Given task: Copy the records from the line containing "Q: Supply the bounding box that surrounds the embroidered cuff." through the line containing "[0,108,539,596]", substituting "tiered ruffled skirt" for "layered ruffled skirt" and changing nothing else. Give only those lines.

Records shown:
— begin —
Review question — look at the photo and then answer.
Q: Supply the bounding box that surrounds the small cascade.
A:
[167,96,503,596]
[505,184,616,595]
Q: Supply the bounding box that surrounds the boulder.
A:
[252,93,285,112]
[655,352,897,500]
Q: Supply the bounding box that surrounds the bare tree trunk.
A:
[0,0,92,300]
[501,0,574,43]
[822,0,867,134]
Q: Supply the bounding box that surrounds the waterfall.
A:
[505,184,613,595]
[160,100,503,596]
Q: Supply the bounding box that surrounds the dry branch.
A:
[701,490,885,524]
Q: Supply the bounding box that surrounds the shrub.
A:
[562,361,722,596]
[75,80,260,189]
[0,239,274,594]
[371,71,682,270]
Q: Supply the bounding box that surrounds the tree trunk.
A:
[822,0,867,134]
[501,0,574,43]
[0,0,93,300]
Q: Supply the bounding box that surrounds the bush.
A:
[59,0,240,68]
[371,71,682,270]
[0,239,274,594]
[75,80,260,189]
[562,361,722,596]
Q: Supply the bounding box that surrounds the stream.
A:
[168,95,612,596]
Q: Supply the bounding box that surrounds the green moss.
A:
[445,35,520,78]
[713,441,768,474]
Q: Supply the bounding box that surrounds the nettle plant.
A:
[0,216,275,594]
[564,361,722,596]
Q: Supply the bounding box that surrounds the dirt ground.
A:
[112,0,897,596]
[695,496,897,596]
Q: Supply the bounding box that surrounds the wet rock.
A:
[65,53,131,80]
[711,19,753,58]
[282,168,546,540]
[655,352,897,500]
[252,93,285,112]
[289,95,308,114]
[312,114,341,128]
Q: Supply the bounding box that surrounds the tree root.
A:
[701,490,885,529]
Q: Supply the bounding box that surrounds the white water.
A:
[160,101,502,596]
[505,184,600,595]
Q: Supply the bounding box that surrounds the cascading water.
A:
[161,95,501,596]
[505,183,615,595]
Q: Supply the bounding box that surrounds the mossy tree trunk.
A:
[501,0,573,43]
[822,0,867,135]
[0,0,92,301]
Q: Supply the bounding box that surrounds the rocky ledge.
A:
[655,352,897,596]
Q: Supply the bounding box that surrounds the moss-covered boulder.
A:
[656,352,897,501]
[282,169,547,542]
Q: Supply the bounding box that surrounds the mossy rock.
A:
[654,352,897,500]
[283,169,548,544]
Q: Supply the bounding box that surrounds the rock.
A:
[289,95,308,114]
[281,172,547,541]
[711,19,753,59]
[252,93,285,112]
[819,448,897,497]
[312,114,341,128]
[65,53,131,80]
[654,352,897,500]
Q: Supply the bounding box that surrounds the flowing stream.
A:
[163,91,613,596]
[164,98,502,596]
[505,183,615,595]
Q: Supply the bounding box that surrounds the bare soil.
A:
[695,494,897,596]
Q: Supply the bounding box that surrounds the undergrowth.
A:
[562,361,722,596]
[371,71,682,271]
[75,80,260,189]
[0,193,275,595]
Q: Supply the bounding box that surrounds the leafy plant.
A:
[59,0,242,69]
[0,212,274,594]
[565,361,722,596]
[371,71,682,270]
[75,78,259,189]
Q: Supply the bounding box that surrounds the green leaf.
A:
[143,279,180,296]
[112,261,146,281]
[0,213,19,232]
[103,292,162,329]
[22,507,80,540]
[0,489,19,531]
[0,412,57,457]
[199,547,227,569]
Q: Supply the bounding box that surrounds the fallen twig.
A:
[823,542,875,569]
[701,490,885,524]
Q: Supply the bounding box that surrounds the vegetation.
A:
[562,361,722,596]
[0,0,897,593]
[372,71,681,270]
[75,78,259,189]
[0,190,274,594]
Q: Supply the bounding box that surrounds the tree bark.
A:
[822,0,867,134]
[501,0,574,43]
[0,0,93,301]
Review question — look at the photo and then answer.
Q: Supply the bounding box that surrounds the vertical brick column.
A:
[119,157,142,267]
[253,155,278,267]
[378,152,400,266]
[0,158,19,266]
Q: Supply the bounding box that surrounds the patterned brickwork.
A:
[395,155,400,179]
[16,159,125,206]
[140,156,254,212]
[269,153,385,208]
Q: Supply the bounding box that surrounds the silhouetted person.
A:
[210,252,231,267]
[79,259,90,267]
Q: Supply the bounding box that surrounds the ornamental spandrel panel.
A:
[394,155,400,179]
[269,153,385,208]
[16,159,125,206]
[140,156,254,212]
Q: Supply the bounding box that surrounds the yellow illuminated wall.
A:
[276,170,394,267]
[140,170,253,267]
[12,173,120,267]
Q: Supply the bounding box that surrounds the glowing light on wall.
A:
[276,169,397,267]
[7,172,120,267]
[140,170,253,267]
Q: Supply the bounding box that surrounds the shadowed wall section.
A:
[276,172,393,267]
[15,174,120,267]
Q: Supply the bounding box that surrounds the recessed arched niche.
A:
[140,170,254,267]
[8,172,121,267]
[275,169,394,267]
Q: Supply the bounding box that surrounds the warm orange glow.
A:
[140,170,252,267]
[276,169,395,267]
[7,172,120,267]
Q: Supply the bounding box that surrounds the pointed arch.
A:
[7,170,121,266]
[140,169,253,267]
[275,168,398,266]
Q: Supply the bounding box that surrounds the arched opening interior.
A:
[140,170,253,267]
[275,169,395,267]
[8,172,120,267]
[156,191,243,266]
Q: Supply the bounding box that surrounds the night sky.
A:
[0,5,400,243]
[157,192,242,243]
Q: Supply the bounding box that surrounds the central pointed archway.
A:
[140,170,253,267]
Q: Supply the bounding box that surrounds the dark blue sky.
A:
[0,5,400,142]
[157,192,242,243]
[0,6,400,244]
— end —
— begin —
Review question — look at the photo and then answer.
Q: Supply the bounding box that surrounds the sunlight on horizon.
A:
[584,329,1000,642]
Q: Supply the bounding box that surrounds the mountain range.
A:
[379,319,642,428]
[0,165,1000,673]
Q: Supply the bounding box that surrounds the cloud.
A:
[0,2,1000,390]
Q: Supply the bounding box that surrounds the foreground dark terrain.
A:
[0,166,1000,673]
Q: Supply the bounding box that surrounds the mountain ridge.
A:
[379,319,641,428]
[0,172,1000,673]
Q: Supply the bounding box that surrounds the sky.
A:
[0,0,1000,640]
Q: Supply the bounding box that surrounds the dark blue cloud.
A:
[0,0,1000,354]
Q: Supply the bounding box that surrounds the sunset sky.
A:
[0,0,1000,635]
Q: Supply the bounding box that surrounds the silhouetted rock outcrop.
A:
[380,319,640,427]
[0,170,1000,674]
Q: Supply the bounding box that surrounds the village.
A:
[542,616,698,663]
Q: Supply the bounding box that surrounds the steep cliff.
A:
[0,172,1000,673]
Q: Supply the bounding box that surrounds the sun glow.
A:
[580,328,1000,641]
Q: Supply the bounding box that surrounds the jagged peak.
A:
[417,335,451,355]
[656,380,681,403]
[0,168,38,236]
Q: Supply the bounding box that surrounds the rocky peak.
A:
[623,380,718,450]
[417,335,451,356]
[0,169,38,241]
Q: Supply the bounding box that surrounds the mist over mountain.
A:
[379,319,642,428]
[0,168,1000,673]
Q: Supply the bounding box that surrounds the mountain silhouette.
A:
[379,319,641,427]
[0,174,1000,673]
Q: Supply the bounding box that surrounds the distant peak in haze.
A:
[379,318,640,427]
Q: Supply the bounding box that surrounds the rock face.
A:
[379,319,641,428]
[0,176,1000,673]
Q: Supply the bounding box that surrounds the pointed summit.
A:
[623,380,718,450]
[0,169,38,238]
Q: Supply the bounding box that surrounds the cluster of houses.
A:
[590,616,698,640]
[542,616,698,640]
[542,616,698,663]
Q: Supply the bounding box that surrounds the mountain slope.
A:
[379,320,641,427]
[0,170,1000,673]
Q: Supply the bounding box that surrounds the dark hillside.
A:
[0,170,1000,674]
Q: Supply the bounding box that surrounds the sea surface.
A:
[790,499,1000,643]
— end —
— begin —
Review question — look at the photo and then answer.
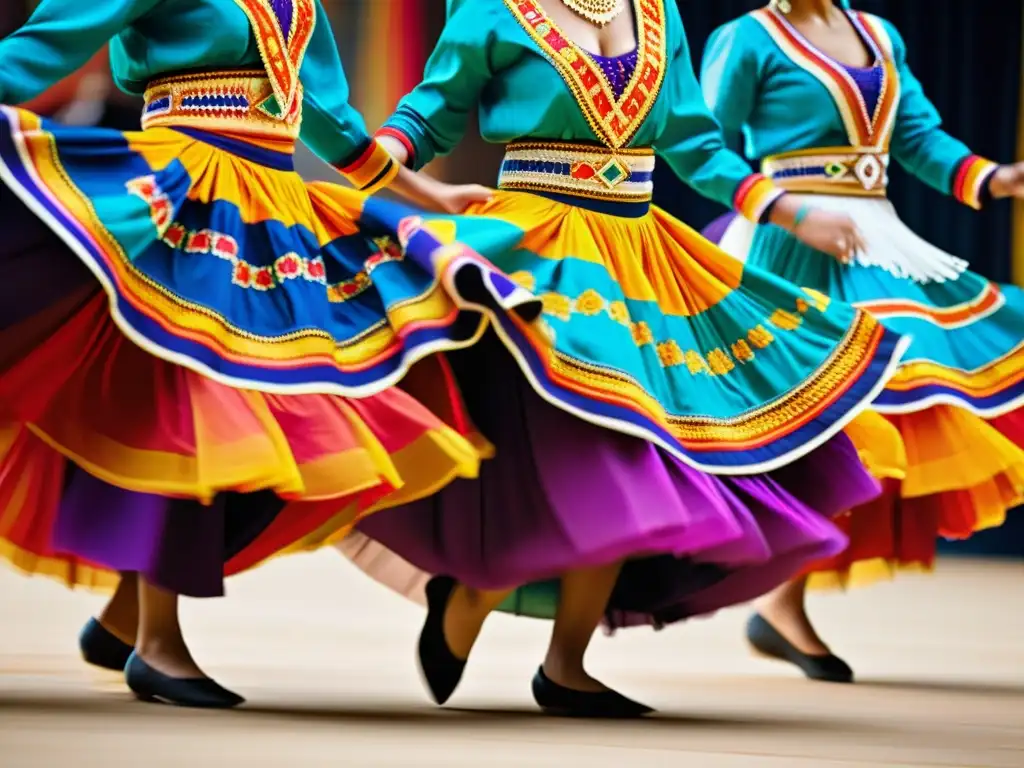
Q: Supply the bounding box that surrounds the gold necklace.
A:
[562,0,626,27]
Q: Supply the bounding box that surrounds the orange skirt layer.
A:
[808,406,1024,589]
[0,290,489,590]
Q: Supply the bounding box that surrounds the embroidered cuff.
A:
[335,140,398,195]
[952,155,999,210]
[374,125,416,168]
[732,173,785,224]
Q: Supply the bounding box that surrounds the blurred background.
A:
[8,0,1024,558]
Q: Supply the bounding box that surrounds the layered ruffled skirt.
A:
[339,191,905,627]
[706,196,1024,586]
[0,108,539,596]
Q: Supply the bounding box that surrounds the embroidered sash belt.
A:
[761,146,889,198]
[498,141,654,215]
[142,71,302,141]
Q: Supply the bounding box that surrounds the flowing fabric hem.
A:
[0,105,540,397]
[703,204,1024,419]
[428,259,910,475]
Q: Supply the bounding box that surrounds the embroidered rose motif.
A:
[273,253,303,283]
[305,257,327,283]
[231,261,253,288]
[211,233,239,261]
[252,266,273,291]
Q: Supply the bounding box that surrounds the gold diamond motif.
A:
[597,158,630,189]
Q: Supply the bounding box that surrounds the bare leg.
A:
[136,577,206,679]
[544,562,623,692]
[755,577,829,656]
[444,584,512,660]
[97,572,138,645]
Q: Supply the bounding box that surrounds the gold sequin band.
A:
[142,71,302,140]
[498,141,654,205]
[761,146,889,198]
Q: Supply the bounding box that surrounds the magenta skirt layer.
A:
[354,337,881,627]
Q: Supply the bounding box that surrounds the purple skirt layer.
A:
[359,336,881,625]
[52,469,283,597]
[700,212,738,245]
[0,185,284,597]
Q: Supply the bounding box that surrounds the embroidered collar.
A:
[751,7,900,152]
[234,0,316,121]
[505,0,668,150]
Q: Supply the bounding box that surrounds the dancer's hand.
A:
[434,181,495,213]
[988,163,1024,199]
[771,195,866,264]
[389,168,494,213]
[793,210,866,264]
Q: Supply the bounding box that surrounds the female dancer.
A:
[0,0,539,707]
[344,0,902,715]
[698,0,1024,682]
— end —
Output:
Q: Supply the bounding box that surrounds the embroidered cuff.
A:
[335,140,398,195]
[952,155,999,210]
[374,125,416,168]
[732,173,785,224]
Q: Supply the bounding box that surrounds the blurred background.
A:
[8,0,1024,558]
Q: Supply the bounding box that surrounds the tiered ruffled skirt.
A:
[339,191,905,627]
[706,196,1024,586]
[0,108,539,596]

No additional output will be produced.